Excerpted data -
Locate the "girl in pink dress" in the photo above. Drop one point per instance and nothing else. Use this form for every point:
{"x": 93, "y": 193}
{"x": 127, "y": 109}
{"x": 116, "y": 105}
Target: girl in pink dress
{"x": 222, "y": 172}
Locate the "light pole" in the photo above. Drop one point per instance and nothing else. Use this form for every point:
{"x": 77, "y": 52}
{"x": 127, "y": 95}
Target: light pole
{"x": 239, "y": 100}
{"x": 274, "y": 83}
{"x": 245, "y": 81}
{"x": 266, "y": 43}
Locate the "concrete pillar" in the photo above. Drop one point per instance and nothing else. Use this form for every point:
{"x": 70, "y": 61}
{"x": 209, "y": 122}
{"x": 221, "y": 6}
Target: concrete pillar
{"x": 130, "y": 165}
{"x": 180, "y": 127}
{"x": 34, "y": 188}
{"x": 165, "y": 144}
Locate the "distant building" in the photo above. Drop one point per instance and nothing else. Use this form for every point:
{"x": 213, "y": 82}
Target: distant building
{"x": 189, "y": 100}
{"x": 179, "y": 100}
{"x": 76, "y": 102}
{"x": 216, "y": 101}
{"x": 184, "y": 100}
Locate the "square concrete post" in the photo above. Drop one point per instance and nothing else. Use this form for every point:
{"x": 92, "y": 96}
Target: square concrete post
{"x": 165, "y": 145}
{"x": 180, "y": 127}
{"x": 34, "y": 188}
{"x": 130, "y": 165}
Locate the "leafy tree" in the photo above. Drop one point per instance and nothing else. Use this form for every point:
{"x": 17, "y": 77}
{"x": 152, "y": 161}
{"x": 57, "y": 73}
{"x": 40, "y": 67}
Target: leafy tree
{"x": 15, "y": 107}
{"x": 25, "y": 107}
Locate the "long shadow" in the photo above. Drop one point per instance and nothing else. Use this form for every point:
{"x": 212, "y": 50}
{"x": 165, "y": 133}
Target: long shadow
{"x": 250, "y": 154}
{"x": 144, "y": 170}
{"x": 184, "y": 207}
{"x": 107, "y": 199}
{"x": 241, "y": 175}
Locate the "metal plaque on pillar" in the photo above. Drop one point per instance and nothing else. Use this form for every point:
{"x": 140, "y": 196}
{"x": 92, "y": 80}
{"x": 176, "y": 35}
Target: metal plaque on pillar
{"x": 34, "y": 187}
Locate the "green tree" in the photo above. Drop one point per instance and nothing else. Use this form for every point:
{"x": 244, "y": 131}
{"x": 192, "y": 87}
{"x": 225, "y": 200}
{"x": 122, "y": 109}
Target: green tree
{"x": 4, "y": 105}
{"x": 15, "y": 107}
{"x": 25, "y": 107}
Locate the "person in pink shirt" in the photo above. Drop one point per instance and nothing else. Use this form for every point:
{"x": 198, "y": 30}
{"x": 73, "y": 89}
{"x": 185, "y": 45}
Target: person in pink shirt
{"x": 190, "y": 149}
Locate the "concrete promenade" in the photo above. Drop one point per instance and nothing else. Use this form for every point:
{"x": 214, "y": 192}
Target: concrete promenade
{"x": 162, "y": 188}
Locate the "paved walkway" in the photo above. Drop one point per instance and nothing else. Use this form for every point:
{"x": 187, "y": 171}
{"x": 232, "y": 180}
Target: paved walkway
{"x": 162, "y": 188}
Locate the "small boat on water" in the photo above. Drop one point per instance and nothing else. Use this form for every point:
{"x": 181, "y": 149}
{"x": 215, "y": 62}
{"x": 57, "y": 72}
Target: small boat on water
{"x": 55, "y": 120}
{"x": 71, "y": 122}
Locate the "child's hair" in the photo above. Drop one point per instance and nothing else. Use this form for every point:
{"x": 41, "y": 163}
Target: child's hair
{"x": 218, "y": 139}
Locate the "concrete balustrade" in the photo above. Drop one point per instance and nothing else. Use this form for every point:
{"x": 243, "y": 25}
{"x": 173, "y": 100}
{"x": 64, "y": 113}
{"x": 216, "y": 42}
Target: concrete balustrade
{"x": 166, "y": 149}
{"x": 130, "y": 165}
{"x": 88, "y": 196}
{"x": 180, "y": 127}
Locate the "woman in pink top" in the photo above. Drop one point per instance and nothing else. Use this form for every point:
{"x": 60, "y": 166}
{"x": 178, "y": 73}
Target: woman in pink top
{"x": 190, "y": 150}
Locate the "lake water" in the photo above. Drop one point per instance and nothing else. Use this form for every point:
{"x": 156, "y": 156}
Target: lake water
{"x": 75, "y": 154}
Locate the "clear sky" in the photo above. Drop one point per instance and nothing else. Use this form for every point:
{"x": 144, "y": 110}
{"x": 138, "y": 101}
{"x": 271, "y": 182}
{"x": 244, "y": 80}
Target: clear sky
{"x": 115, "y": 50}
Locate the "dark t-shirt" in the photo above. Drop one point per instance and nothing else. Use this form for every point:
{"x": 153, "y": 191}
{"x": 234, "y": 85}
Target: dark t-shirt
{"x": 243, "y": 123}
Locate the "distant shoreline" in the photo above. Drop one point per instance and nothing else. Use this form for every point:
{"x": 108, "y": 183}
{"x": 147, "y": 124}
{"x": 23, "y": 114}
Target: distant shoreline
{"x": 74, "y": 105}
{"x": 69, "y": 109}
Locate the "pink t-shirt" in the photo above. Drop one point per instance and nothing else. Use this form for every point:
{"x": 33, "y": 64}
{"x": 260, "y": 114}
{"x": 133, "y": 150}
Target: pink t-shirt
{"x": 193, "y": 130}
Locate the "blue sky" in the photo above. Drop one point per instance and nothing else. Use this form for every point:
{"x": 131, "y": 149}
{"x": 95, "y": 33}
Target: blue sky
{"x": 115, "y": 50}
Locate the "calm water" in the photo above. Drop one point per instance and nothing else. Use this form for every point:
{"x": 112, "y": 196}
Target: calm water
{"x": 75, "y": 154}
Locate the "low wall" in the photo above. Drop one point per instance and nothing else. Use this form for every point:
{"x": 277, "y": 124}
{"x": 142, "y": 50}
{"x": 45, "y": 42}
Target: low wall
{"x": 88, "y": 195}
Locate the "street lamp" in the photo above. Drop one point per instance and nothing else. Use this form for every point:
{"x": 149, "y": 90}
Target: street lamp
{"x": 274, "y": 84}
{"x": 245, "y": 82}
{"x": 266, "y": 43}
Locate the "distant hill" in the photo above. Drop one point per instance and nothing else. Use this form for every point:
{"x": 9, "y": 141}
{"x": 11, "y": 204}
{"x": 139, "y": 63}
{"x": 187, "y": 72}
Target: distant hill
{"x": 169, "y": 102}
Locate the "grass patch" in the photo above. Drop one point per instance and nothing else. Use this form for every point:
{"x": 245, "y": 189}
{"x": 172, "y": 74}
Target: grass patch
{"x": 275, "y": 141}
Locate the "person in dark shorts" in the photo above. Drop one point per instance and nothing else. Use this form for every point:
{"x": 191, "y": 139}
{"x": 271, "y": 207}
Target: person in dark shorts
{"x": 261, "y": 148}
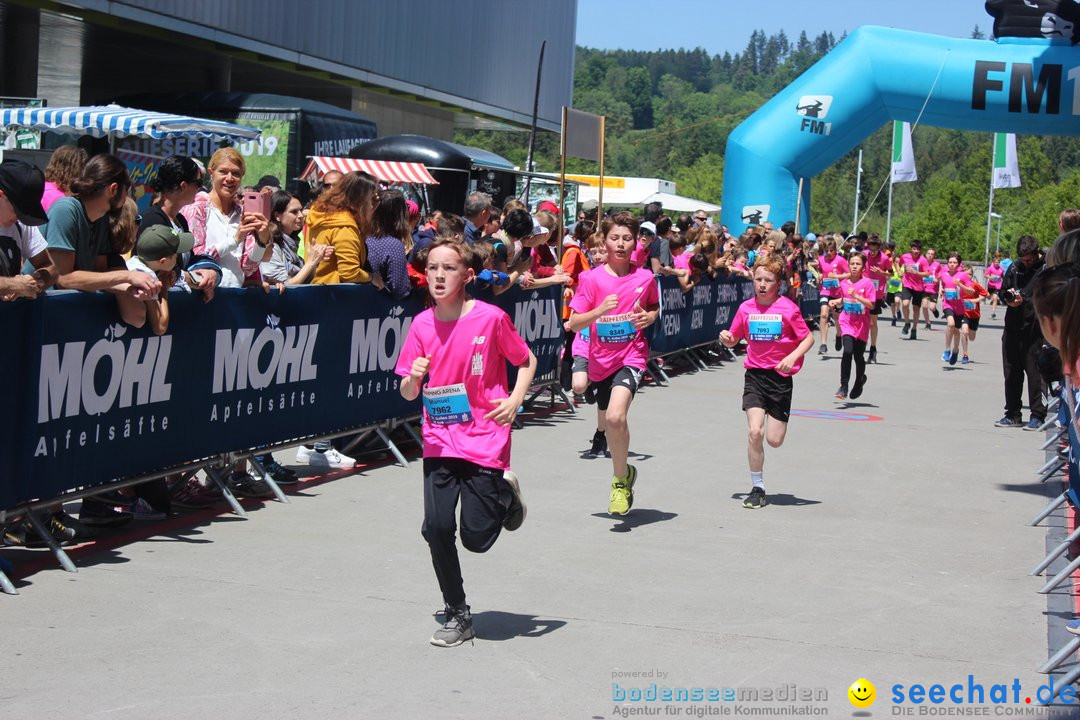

Work to be completed - List each line in the entries above that contains the string "person". Case counts.

Final answer -
Locate the "person in pink shirt" in the photo above. Drop one point per instance and nothing else. Use this form for every point:
Target: person in pink shirt
Locate the "person in dark shorts" in the photo above. Drop one point per instance and nothing else. Use this form for every point:
Target: person in dark shorts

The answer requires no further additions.